What to do → Please copy each line in the records below that contains the string "wall".

Stored records
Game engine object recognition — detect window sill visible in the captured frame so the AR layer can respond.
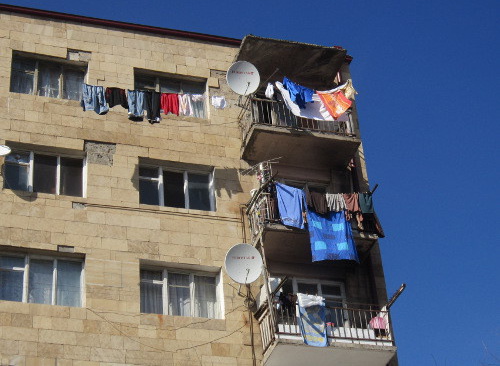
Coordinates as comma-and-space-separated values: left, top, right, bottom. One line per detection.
9, 91, 81, 106
139, 313, 226, 328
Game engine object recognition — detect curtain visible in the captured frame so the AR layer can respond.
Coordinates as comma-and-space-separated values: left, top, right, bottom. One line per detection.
0, 256, 25, 302
4, 153, 30, 191
168, 273, 190, 316
140, 270, 163, 314
194, 275, 217, 318
28, 259, 53, 304
63, 69, 84, 101
10, 57, 35, 94
56, 261, 81, 307
37, 63, 60, 98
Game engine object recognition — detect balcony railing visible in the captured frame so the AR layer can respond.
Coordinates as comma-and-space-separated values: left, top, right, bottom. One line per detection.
257, 301, 394, 353
242, 98, 355, 141
247, 188, 379, 244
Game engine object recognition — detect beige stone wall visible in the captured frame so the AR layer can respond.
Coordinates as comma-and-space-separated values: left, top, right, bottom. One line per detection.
0, 10, 261, 366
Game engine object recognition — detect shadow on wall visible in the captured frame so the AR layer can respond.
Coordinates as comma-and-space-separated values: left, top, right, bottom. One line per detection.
214, 167, 243, 199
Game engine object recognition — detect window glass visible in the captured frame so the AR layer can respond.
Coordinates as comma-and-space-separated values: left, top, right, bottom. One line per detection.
164, 171, 185, 208
37, 62, 61, 98
10, 57, 35, 94
0, 256, 25, 302
135, 75, 157, 91
4, 152, 30, 191
159, 80, 181, 93
322, 284, 342, 297
194, 276, 217, 318
139, 180, 160, 206
60, 157, 83, 197
168, 273, 191, 316
297, 282, 319, 295
140, 270, 163, 314
33, 154, 57, 194
63, 69, 84, 101
28, 259, 53, 304
139, 167, 158, 178
188, 173, 211, 211
56, 261, 81, 307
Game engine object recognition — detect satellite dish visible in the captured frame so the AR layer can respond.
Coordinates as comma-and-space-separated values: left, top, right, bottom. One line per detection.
0, 145, 11, 156
226, 61, 260, 96
224, 243, 263, 284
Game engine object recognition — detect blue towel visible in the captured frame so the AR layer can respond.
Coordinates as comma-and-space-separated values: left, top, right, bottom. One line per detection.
275, 183, 306, 229
306, 210, 359, 262
298, 304, 328, 347
282, 77, 314, 109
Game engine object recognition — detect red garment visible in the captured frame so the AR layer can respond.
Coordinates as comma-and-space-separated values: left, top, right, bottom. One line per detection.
160, 93, 179, 116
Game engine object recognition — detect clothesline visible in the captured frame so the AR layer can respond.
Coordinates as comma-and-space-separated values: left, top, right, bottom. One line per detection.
80, 83, 227, 124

Worked solution →
Game engine object recognition — detect beige stone wall visible in the captured frame so the AR layer can respond.
Game engine object recognition — detect shadow on wall visible in the captured frame so the AR layer can respond.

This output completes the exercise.